Extract:
########################################

I offer no blanket endorsement or recommendation of the thought and works of Theodor Seuss Geisel. I do not know his thought and have not read all his works, nor have I revisited all his works which I read as a boy. But rather, what I wish to do is to share, as an adult and parent who struggles to live a Christian life in our modern world, an appreciation for the values expressed in at least some of the words, stories, and works of Dr. Seuss.

Certainly, in Green Eggs and Ham the reader is taught a lesson about deciding to dislike foods before one tries them, but does not the persistent Sam eventually wear down the nameless green-eggs-and-ham-hater’s pride- and ignorance-based prejudice, so that he might lead a fuller life with his discovery: “’Say! I like green eggs and ham! I do! I like them, Sam-I-am!’” Thus, the changed fellow can come to the grateful conclusion: “’I do so like green eggs and ham! Thank you! Thank you, Sam-I-am!’”

And, in our culture in which the words nip, tuck, and augmentation have become commonplace, might not the young reader benefit from considering the case of Gertrude McFuzz, a “girl-bird” who “had the smallest plain tail ever was. One droopy-droop feather. That’s all that she had. And, oh! That one feather made Gertrude so sad,” when she compared herself to “a fancy young birdie named Lolla-Lee-Lou,” who “instead of one feather behind, she had two!” This state of affairs leads a jealous Gertrude to one day shout in anger, “‘This just isn’t fair! I have one! She has two! I MUST have a tail just like Lolla-Lee-Lou!'”

Despite the admonition of her wise uncle Doctor Dake, who assures her, “’Your tail is just right for your kind of a bird,’” she throws tantrums, until he tells her of the pills of the pill-berry vine, which will make her tail grow. And although one pill gives her tail another feather, “exactly like Lolla-Lee-Lou,” she decides to “grow a tail better than Lolla-Lee-Lou.” And she does, by gobbling all the pill-berries down. She grows a tail so stupendous that “that bird couldn’t fly! Couldn’t run! Couldn’t walk!”

It takes her uncle and his assistants two weeks to fly Gertrude home. And Dr. Seuss relates:

And then it took almost another week more

To pull out those feathers. My! Gertrude was sore!

And, finally, when all the pulling was done,

Gertrude, behind her, again had just one . . .

That one little feather she had as a starter.

But now that’s enough, because now she is smarter.

And how much smarter or wiser might the young reader be after considering the case of Yertle the Turtle, king of the Pond on the Isle of Sala-ma-Sond, where “the turtles had everything turtles might need. And they were all happy. Quite happy indeed.”

They were . . . until Yertle, the king of them all,

Decided the kingdom he ruled was too small.

“I’m ruler,” said Yertle, “of all that I see.

But I don’t see enough. That’s the trouble with me.”

So, Yertle begins to build a higher throne on the backs of his subjects, by commanding the turtles to stack themselves up, one on top of the other, beneath him, so that Yertle can see more and exclaim: “’I’m Yertle the Turtle! Oh, marvelous me! For I am the ruler of all that I see!’”

But the burden on the common folks grows to be too much to bear, so that “from below in the great heavy stack, [comes] a groan from that plain little turtle named Mack,” who petitions the king from his distress at the bottom of the stack, “’I know, up on top you are seeing great sights, But down at the bottom we, too, should have rights.’”

########################################

Given data:

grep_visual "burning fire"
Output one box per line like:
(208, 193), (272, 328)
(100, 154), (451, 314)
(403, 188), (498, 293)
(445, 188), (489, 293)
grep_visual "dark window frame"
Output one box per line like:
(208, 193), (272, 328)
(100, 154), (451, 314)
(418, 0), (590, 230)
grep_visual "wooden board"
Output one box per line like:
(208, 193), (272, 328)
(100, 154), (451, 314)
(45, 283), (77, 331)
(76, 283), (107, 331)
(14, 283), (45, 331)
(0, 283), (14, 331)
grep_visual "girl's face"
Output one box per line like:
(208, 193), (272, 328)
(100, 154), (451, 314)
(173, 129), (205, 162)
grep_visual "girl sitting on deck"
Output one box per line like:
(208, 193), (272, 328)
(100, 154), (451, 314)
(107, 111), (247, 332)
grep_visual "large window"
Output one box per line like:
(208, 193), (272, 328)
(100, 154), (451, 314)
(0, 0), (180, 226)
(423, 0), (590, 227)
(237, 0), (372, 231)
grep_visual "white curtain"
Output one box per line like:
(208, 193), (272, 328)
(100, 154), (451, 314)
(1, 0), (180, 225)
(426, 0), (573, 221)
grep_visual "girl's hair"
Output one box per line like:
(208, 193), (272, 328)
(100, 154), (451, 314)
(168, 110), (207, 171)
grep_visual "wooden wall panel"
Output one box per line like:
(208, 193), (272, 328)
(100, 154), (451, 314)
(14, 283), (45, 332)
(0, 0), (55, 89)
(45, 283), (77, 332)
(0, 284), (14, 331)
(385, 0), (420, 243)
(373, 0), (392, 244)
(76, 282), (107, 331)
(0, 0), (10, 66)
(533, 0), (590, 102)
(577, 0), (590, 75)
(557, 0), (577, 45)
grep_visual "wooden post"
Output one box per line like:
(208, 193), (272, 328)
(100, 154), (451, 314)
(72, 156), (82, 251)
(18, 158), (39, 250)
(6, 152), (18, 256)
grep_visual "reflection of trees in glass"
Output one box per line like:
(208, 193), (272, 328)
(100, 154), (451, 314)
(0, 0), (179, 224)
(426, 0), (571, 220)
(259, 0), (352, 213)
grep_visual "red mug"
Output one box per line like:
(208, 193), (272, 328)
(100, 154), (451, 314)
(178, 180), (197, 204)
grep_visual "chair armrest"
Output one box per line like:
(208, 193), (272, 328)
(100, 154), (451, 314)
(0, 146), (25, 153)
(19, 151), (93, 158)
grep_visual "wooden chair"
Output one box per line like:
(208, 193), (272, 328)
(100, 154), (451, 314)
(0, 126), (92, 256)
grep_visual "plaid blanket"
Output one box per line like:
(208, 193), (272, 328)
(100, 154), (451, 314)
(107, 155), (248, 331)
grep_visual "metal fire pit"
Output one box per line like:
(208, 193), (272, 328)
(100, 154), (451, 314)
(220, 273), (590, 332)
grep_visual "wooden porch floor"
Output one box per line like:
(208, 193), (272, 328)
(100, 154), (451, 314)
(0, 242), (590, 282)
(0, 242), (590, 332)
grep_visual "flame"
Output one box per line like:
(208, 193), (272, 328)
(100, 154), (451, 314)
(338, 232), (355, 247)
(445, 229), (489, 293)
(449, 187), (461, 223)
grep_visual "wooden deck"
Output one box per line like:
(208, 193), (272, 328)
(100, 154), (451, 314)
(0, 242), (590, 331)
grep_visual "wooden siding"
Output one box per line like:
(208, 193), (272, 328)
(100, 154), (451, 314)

########################################

Actions to take:
(a) Extract the part of the passage about Dr. Seuss from "It takes her" to "she is smarter.".
(b) Rewrite the rows from the first line to the line with "(237, 0), (372, 231)", swapping "Output" for "Print" and leaving everything else unchanged. Give only those lines.

Responses:
(a)
It takes her uncle and his assistants two weeks to fly Gertrude home. And Dr. Seuss relates:

And then it took almost another week more

To pull out those feathers. My! Gertrude was sore!

And, finally, when all the pulling was done,

Gertrude, behind her, again had just one . . .

That one little feather she had as a starter.

But now that’s enough, because now she is smarter.

(b)
grep_visual "burning fire"
Print one box per line like:
(208, 193), (272, 328)
(100, 154), (451, 314)
(403, 188), (498, 293)
(445, 188), (489, 293)
grep_visual "dark window frame"
Print one box per line like:
(208, 193), (272, 328)
(100, 154), (451, 314)
(418, 0), (590, 230)
grep_visual "wooden board"
Print one box per line like:
(208, 193), (272, 328)
(100, 154), (451, 314)
(45, 283), (77, 331)
(76, 283), (107, 331)
(14, 283), (45, 331)
(0, 283), (14, 331)
grep_visual "girl's face"
Print one box per line like:
(208, 193), (272, 328)
(100, 154), (451, 314)
(173, 129), (205, 162)
grep_visual "girl sitting on deck"
Print one box per line like:
(208, 193), (272, 328)
(100, 154), (451, 314)
(107, 111), (247, 332)
grep_visual "large window"
Print one box per line like:
(208, 193), (272, 328)
(100, 154), (451, 314)
(0, 0), (180, 226)
(423, 0), (590, 227)
(237, 0), (372, 231)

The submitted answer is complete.